■ **Provided passage**:
Representing an additional source of data, I was given full access to multiple pre-inspection documents, school self-evaluation (SSE) templates, preliminary inspection reports (PR) and final inspection reports from the schools (see Table 1). These reports serve as contextual information, and add to my overall interpretation and understanding of the SI processes taking place in these schools.

Blue Meadow Lower Secondary School: Observing interviews of teachers

After following the piloting phase of the state school inspection handbook in 2012/2013 (not included in this paper), the next step in the study was to shadow Inspection Team B during enactment of the current handbook during the 2013/2014 academic year and the fall of 2014 (Directorate for Education and Training 2013a). The theme of the current inspection cycle (2014–2017) is student learning outcomes, for example focusing on the formative assessment routines and practices of compulsory schools and upper-secondary schools. In this round of observation, Inspection Team B consisted of three inspectors (Inspector 1, Inspector 2 and Inspector 3). Inspector 1 (I1) was female, and a former educator, and Inspector 3 (I3), a former lawyer and male. Inspector 2 (I2) had recently become part of the inspection team and was a trained educator. I was granted access to be an observer, both in preparation for the inspection, during the inspection process and in the feedback meetings with key actors such as school principals and teachers, once the preliminary report (PR) was compiled. Before the inspection visit on site, a pre-inspection meeting at the CGO was held, where my role as an observer was discussed.

The following excerpt is from a group interview with three English teachers at Blue Meadow Lower Secondary School (Observation Point 3). They taught English as a foreign language (EFL) in grades 8–10. English teacher 1, “Mary”, was a female in her 40s who had a long teaching career. English teacher 2, “Eva”, was a woman in her early 30s who had been teaching at the school for some years. English teacher 3, “William”, was a male in his early 50s who also had long teaching experience at the school.

After a brief round of presentations, Inspector 1 quickly began asking the teachers questions based on the SSE survey completed by the students, prior to the onsite inspection:

I1: We have looked at the SSE. We wonder how the school principal checks these plans [referring to the annual plans from the English department].

Mary: We send them in, and the administration publishes them on the school’s website. We do a lot of feedback on ITL [referring to the school’s digital learning platform]. I don’t know if you have access?

I1: Is there any form of follow-up if these are not completed?

Mary: We usually hand them in on time.

■ **Problems to solve**:
1/ Copy the records verbatim, covering only the stretch from the line containing "Every instance of the white" through the line containing "<point>892,395</point>", with both of those lines included.
2/ Extend the account of the school inspection at Blue Meadow Lower Secondary School, picking up after its final line.

(Point annotation dataset records)
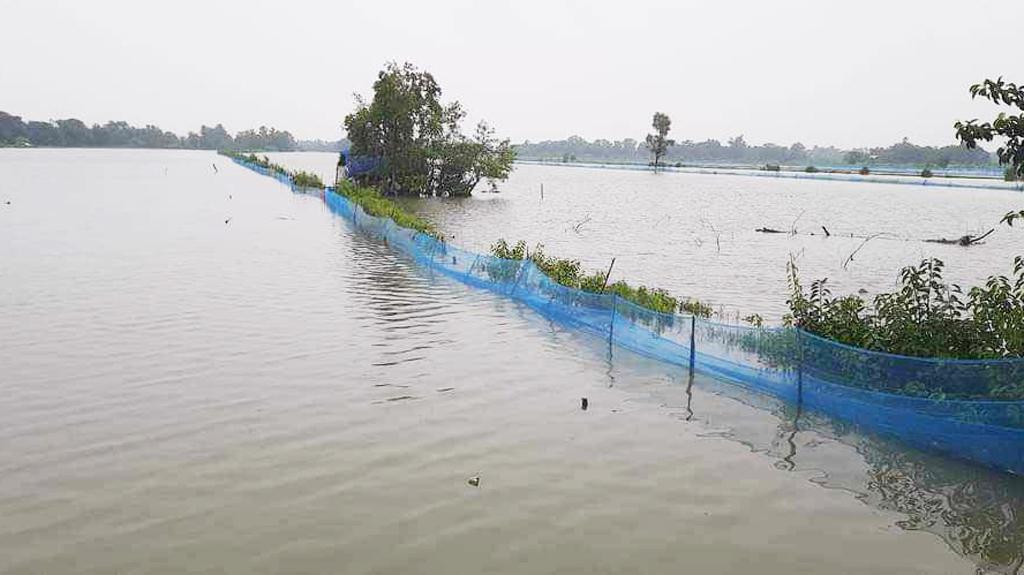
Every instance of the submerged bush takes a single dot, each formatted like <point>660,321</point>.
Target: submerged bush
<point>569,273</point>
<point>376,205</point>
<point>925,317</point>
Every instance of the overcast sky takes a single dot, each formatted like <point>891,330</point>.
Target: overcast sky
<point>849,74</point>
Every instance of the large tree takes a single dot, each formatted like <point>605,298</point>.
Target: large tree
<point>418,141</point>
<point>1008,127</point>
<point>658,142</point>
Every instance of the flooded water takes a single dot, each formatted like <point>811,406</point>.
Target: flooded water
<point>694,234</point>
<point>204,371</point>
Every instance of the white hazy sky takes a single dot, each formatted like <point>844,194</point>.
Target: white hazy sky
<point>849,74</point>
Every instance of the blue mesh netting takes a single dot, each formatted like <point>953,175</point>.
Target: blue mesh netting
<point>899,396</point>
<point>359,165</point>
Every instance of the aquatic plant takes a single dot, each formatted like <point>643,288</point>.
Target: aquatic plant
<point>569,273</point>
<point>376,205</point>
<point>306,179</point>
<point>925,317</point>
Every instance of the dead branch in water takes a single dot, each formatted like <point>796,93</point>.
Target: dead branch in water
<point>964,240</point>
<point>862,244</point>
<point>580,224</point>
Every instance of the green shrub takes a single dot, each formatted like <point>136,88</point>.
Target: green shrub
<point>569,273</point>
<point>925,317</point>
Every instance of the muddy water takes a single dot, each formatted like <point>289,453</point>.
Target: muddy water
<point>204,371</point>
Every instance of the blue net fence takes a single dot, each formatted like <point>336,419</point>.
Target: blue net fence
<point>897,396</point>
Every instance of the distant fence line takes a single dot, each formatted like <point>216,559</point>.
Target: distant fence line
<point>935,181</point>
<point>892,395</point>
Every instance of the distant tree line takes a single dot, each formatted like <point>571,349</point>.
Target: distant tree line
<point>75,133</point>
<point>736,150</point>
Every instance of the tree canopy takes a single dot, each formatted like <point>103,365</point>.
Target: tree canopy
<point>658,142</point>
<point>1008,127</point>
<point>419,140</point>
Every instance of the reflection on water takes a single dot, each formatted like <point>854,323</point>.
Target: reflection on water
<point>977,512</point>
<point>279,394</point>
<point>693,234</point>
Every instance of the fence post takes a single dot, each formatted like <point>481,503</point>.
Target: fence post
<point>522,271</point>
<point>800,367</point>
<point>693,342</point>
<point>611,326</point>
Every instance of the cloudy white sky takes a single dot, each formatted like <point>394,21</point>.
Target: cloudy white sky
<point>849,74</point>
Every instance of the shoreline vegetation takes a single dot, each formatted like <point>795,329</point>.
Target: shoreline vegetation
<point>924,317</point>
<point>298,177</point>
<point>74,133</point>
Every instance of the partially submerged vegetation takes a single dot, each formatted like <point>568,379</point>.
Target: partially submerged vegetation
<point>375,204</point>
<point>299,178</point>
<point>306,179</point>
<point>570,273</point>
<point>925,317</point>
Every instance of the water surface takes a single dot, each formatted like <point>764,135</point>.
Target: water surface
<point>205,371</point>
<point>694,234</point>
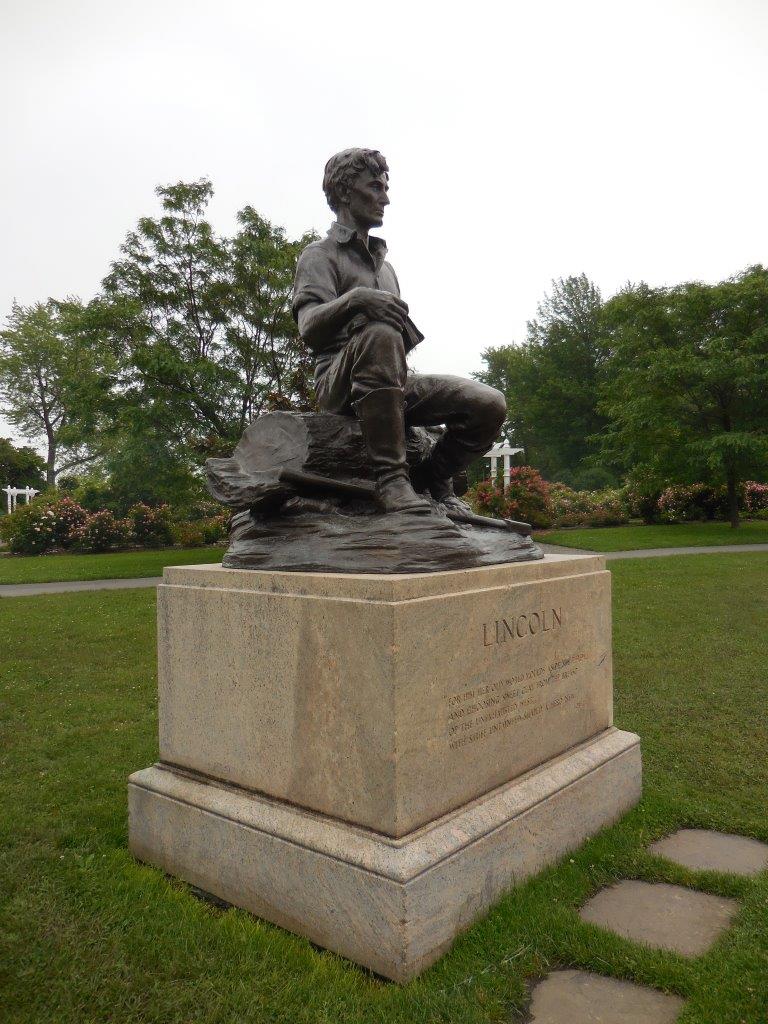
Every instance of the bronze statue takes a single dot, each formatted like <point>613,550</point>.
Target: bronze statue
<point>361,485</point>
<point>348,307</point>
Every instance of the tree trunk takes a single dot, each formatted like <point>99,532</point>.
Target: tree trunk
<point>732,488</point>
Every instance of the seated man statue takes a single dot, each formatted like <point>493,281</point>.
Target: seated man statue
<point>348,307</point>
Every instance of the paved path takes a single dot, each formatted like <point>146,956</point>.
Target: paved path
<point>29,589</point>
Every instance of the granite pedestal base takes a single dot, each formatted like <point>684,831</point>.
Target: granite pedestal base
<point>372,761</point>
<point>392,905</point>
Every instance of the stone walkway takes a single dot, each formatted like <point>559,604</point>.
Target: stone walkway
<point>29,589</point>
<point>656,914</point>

■ **The replies**:
1/
Every instance of the white hazy sky takes a single dot, each formatted like <point>844,194</point>.
Target: white hazy sky
<point>849,74</point>
Every instance of the blue mesh netting takes a single dot, each formatted like <point>953,175</point>.
Target: blue mesh netting
<point>899,396</point>
<point>359,165</point>
Every instance of the aquatic plant takes a single dot, each formatted like <point>643,288</point>.
Target: aquatic plant
<point>569,273</point>
<point>376,205</point>
<point>306,179</point>
<point>925,317</point>
Every instance of the dead branch in water takes a single dot, each formatted like <point>796,93</point>.
Target: dead branch in water
<point>964,240</point>
<point>862,244</point>
<point>580,224</point>
Every instance of the green shrub takes a single dot, each formatted like <point>136,88</point>.
Target: green shrub
<point>569,273</point>
<point>925,317</point>
Every instance of the muddy water takes a single dot, each formatted like <point>289,453</point>.
Target: muddy water
<point>204,371</point>
Every instance of the blue net fence takes a single dot, each formatted like <point>336,419</point>.
Target: blue net fence
<point>897,396</point>
Every instance of the distant fence line takes a single dot, each formatted like <point>216,559</point>.
Target: distant fence line
<point>935,181</point>
<point>892,395</point>

2/
I1: Do you have annual plans or three-year plans?

Mary and William (in unison): Three-year plans.

I1: In all subject areas?

William: I think so … not sure, though. Yes, I do think so.

I3: How are all of the competency aims checked?

William: By the school’s leadership team.

Inspector 1 then moved on to more specific questions based on the SSE student survey and pre-inspection documentation furnished by the school. The theme now concerned how formative (and to some extent summative) assessment was ensured in their classrooms, and how formative assessment practices differed between science education and English. Interestingly, the inspector asked them questions not only within their area of competency, but also concerning other colleagues’ assessment practices:

I1: Over to the SSE (“egenraporteringen”). Any reflections concerning the students’ responses [referring to the student survey]?

William: All feedback is on ITL, in addition to orally in the classroom.

I1: Encouraging feedback [feed forward] in, for example, science gets a lower score than, for example, in English.

William: The distinctiveness of each subject. English is maybe more concrete than science.

[Pause]

I1: Now, over to more on assessment. Is there a deadline for grading?

Mary: It’s in the teacher’s activity plan on ITL.

I1: Do you have a template for student–teacher conversations?

Mary: Yes, but I don’t have it with me.

I1: Moving on to question 14 in the student survey. Assessment for Learning. There are lots of good examples of good practice. We are wondering about Reading Development Forms [“LUS/Leseutviklingsskjema”] and the “Carlsten test” [reading speed test].

Mary: It’s written down somewhere…. [Insecurity among the three teachers, and they look at each other]

[Pause]

I1: Assessment [formative] in all school subjects. Do you know anything about other subjects than Norwegian, mathematics and English? What about religion? And social studies?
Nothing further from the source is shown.